**Text block:**
>>>>
Two days before Christmas my husband and I went to Lincoln Center to see City Ballet’s Nutcracker, as choreographed by Balanchine himself. According to the program, Balanchine is the one who brought this ballet back into the modern story ballet repertoire and established it as the Christmas ballet of choice for all dance companies, and before he touched it, it has pretty much been unloved in forgotten*. What I was there to see, though, was not “The Nutcracker, as Envisioned by Mr. B. in the Great Revelation Which He Shared with America,” but rather yet another take on one of my favorite story ballets (most of the versions I see credit Petipa as being the originator of their choreography), one which has millions of different possible combinations of how to handle the music. I’ve seen Kent Stowell’s (at Pacific Northwest Ballet), Matthew Bourne’s, English Ballet’s, Arizona Ballet Theater’s, and a few others I can’t remember right now. I love the way all of these different choreographers and dance companies take something which I sort of think doesn’t have a lot of flexibility (the music stays the same and there’s always the Hoffman story behind it all) and makes completely different ballets – in my mind, at least.

City Ballet’s Nutcracker is most notable, in my mind, for the fact that rather than having Clara turn into an adult before she goes into the fantasy world (where the various Suite dances take place), a child is present throughout in the role – which limits the dancing she can do, as you’ll never get anywhere near the same quality of dancing from an 8 or 10 year old as a 24 year old! (She’s also called “Marie” instead of Clara – how did that happen? – and was performed by Maria Gorokhov.) This also limits the emotional intensity of the role – it’s not about her coming into adulthood, it’s dancing about an 8 year and her toys and fantasies. This is not intrinsically interesting and, I think, diminishes the overall potential of the ballet substantially.

That said, there are things to enjoy about the first act, primarily the costumes and the charm of the young dancers (and some fun scenery as a scrim is used to hide the living room, the first time I’ve ever seen this done – the children stand in front of a door and peer in the keyhole, and the lights go on behind the scrim so we can see what they are looking at). This half of the Nutcracker follows a more or less normal “plot,” with boys and girls (and adults) showing up for a party at Marie’s parent’s house, Marie being given a Nutcracker, and the inevitable fight between the boys with their war toys and Marie (and the girls) which results in the Nutcracker being injured, a “growing Christmas tree” and rat/mice versus Nutcracker battle.
<<<<
**Dataset excerpts on pointing to objects:**
>>>>
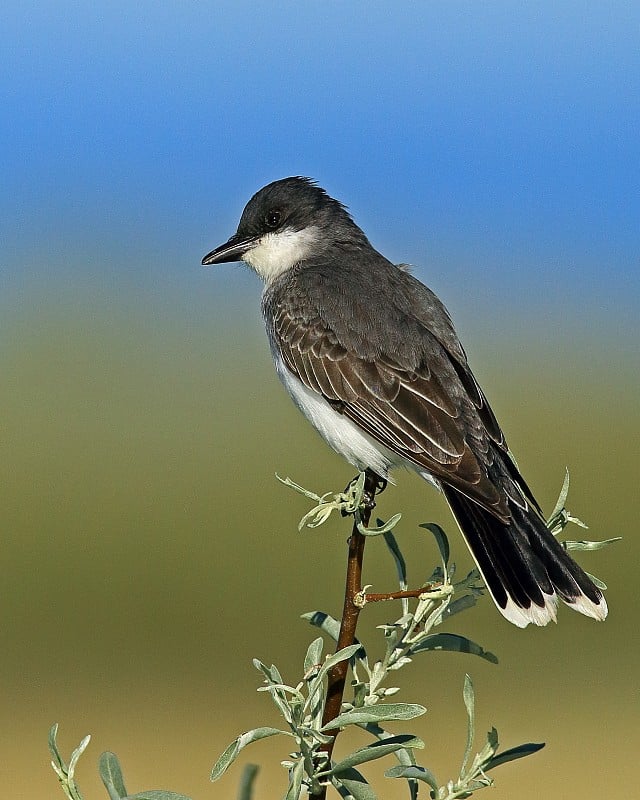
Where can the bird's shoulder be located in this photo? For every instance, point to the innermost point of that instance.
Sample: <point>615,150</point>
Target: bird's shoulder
<point>368,306</point>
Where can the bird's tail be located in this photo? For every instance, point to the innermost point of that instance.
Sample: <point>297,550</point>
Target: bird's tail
<<<<
**Goal 1:**
In the Nutcracker review, why does having a child dance Marie throughout City Ballet's production limit the dancing in that role?
**Goal 2:**
Copy the part of the Nutcracker review starting with "City Ballet’s Nutcracker is" and going on through "the ballet substantially.".
These records have no connection to the Nutcracker review.

**Exercise solution 1:**
The review says that you will never get anywhere near the same quality of dancing from an 8 or 10 year old as from a 24 year old. With a child in the role from start to finish, the dancing she can do is limited.

**Exercise solution 2:**
City Ballet’s Nutcracker is most notable, in my mind, for the fact that rather than having Clara turn into an adult before she goes into the fantasy world (where the various Suite dances take place), a child is present throughout in the role – which limits the dancing she can do, as you’ll never get anywhere near the same quality of dancing from an 8 or 10 year old as a 24 year old! (She’s also called “Marie” instead of Clara – how did that happen? – and was performed by Maria Gorokhov.) This also limits the emotional intensity of the role – it’s not about her coming into adulthood, it’s dancing about an 8 year and her toys and fantasies. This is not intrinsically interesting and, I think, diminishes the overall potential of the ballet substantially.